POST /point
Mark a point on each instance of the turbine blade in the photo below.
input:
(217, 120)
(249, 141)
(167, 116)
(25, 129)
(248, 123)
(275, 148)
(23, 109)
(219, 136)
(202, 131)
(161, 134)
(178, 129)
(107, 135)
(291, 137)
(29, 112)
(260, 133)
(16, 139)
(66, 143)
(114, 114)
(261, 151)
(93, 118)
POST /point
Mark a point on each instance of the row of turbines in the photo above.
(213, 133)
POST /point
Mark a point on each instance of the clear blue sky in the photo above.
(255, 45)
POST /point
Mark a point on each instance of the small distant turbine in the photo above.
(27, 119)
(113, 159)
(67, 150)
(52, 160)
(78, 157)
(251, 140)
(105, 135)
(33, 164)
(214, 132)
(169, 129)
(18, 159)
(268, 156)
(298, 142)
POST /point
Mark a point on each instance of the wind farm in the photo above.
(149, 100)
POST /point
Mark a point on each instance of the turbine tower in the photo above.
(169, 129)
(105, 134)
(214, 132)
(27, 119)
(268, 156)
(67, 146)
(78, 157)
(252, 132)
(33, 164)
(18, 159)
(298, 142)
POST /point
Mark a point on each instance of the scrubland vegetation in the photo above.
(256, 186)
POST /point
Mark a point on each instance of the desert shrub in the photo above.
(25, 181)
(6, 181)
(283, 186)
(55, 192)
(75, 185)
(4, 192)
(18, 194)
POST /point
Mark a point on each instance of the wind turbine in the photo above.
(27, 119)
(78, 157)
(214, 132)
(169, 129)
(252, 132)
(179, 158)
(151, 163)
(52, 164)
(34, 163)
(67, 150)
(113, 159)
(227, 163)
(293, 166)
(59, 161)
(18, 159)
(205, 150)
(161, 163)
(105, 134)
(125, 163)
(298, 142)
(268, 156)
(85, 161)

***

**Work to complete**. Print the records above exactly as they appear.

**Result of the task**.
POST /point
Mark a point on each instance of the turbine blade in the photo below.
input:
(217, 120)
(249, 141)
(167, 116)
(25, 129)
(248, 123)
(275, 148)
(23, 109)
(219, 136)
(202, 131)
(161, 134)
(178, 129)
(107, 135)
(291, 137)
(29, 112)
(260, 133)
(16, 139)
(66, 143)
(114, 114)
(261, 151)
(93, 118)
POST /point
Mark a point on each instance of the row of turbines in the photo above.
(213, 133)
POST /point
Mark a point on each instance of the clear blue sky in the photo above.
(255, 45)
POST /point
Mark a point on each instance of the small distant turbine in the photo above.
(27, 119)
(113, 159)
(67, 150)
(52, 160)
(78, 157)
(251, 140)
(105, 135)
(33, 164)
(214, 132)
(169, 129)
(18, 159)
(268, 156)
(298, 142)
POST /point
Mark a point on each instance of the wind farm in the photo above.
(149, 100)
POST /point
Mark a point on each instance of the turbine tower in the photo above.
(169, 129)
(105, 134)
(214, 132)
(27, 119)
(268, 156)
(67, 146)
(78, 157)
(252, 132)
(33, 164)
(18, 159)
(298, 142)
POST /point
Mark a point on each instance of the scrubland vegetation in the photo above.
(256, 186)
POST /point
Mark a point on each instance of the desert shrub in the photo above.
(25, 181)
(6, 181)
(283, 186)
(55, 192)
(75, 185)
(4, 192)
(18, 194)
POST /point
Mark a point on each instance of the wind turbine in the photo above.
(27, 119)
(78, 157)
(214, 132)
(169, 129)
(252, 132)
(179, 158)
(151, 163)
(52, 164)
(34, 163)
(67, 150)
(113, 159)
(227, 163)
(293, 166)
(59, 161)
(18, 159)
(205, 150)
(161, 163)
(105, 134)
(125, 163)
(298, 142)
(268, 156)
(85, 161)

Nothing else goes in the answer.